Written instruction: In the material below, swap "whole pixels" for "integer pixels" at every occurrence. Write out all the lines again and leave everything else unchanged.

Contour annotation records
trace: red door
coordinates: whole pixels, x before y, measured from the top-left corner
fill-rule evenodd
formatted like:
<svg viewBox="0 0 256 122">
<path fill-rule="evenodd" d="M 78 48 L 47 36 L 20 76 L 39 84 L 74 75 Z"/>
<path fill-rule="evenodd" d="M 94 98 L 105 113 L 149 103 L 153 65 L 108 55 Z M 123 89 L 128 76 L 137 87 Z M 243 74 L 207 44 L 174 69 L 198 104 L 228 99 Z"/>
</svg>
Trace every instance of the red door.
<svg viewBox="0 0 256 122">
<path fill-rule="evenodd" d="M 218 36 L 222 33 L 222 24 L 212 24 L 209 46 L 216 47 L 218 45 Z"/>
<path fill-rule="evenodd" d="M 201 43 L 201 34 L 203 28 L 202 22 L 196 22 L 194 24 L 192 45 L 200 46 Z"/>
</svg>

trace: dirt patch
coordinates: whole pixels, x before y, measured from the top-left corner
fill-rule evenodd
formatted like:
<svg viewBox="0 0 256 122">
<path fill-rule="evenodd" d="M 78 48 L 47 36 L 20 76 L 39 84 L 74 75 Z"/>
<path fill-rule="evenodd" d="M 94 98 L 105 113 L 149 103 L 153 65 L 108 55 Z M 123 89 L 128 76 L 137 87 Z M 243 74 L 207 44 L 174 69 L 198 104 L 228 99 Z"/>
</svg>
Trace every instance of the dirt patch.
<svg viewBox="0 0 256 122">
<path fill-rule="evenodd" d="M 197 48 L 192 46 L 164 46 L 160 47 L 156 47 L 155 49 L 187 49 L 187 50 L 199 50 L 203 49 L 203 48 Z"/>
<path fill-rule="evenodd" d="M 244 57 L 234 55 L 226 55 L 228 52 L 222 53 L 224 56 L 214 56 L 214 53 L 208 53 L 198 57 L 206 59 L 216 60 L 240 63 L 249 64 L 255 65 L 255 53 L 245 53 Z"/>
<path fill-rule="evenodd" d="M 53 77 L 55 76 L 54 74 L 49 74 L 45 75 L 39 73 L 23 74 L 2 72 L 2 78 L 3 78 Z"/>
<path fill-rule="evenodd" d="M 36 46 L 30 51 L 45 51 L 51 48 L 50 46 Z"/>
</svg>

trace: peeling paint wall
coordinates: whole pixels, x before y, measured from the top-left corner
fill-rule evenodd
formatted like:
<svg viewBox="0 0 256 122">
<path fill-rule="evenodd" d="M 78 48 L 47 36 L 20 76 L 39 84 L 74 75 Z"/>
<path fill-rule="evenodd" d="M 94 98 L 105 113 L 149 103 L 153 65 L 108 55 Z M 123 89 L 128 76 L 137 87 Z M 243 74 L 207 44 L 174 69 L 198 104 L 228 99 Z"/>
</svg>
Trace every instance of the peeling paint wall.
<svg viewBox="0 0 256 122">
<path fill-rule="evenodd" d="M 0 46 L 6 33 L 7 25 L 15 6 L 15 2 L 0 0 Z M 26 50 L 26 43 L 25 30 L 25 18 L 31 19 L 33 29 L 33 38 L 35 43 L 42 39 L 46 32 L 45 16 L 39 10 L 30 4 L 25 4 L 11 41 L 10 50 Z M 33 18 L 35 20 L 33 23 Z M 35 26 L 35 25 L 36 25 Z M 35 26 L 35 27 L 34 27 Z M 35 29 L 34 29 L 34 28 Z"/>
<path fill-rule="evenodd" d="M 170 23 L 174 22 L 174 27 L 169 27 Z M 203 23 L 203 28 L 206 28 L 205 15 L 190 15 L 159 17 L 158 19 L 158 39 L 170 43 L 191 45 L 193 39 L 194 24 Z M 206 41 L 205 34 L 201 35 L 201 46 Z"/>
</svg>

Solution below:
trace: red door
coordinates: integer pixels, x before y, measured from the top-left corner
fill-rule evenodd
formatted like:
<svg viewBox="0 0 256 122">
<path fill-rule="evenodd" d="M 78 48 L 47 36 L 20 76 L 39 84 L 74 75 Z"/>
<path fill-rule="evenodd" d="M 94 98 L 105 113 L 149 103 L 153 65 L 108 55 Z M 123 89 L 128 76 L 137 87 Z M 243 74 L 207 44 L 174 69 L 198 104 L 228 99 Z"/>
</svg>
Trace every instance of the red door.
<svg viewBox="0 0 256 122">
<path fill-rule="evenodd" d="M 218 36 L 222 33 L 222 24 L 212 24 L 209 46 L 216 47 L 218 45 Z"/>
<path fill-rule="evenodd" d="M 201 43 L 201 34 L 203 28 L 202 22 L 196 22 L 194 24 L 192 45 L 200 46 Z"/>
</svg>

trace: dirt patch
coordinates: integer pixels, x before y, measured from the top-left corner
fill-rule evenodd
formatted like:
<svg viewBox="0 0 256 122">
<path fill-rule="evenodd" d="M 78 48 L 47 36 L 20 76 L 39 84 L 74 75 Z"/>
<path fill-rule="evenodd" d="M 94 98 L 105 113 L 149 103 L 153 65 L 108 55 Z M 123 89 L 128 76 L 137 87 Z M 243 74 L 207 44 L 174 69 L 198 104 L 228 99 Z"/>
</svg>
Trace every instance of the dirt patch.
<svg viewBox="0 0 256 122">
<path fill-rule="evenodd" d="M 197 48 L 192 46 L 164 46 L 160 47 L 156 47 L 155 49 L 187 49 L 187 50 L 199 50 L 203 49 L 203 48 Z"/>
<path fill-rule="evenodd" d="M 244 57 L 234 55 L 226 55 L 228 52 L 222 53 L 224 56 L 214 56 L 214 53 L 208 53 L 198 57 L 206 59 L 216 60 L 240 63 L 249 64 L 255 65 L 255 53 L 245 53 Z"/>
<path fill-rule="evenodd" d="M 53 77 L 55 76 L 54 74 L 49 74 L 45 75 L 39 73 L 23 74 L 2 72 L 2 78 L 3 78 Z"/>
<path fill-rule="evenodd" d="M 36 46 L 30 51 L 45 51 L 51 48 L 50 46 Z"/>
</svg>

trace: peeling paint wall
coordinates: integer pixels, x before y, measured from the top-left corner
fill-rule evenodd
formatted like:
<svg viewBox="0 0 256 122">
<path fill-rule="evenodd" d="M 78 48 L 47 36 L 20 76 L 39 84 L 74 75 Z"/>
<path fill-rule="evenodd" d="M 94 98 L 105 113 L 149 103 L 153 65 L 108 55 Z M 123 89 L 128 76 L 137 87 Z M 243 74 L 207 44 L 174 69 L 198 104 L 228 99 Z"/>
</svg>
Trace every instance of the peeling paint wall.
<svg viewBox="0 0 256 122">
<path fill-rule="evenodd" d="M 0 46 L 6 33 L 7 25 L 15 6 L 15 2 L 0 0 Z M 26 50 L 26 43 L 25 30 L 25 18 L 31 19 L 33 29 L 33 38 L 35 43 L 42 39 L 46 32 L 45 16 L 39 10 L 30 4 L 25 4 L 11 41 L 10 50 Z M 33 18 L 35 20 L 33 23 Z M 35 26 L 35 25 L 36 25 Z M 35 26 L 35 27 L 34 27 Z M 35 29 L 34 29 L 34 28 Z"/>
<path fill-rule="evenodd" d="M 170 23 L 174 22 L 174 27 L 169 27 Z M 203 23 L 203 28 L 206 28 L 205 15 L 190 15 L 159 17 L 158 19 L 158 39 L 170 43 L 191 45 L 193 39 L 194 24 Z M 206 41 L 205 34 L 201 35 L 201 46 Z"/>
</svg>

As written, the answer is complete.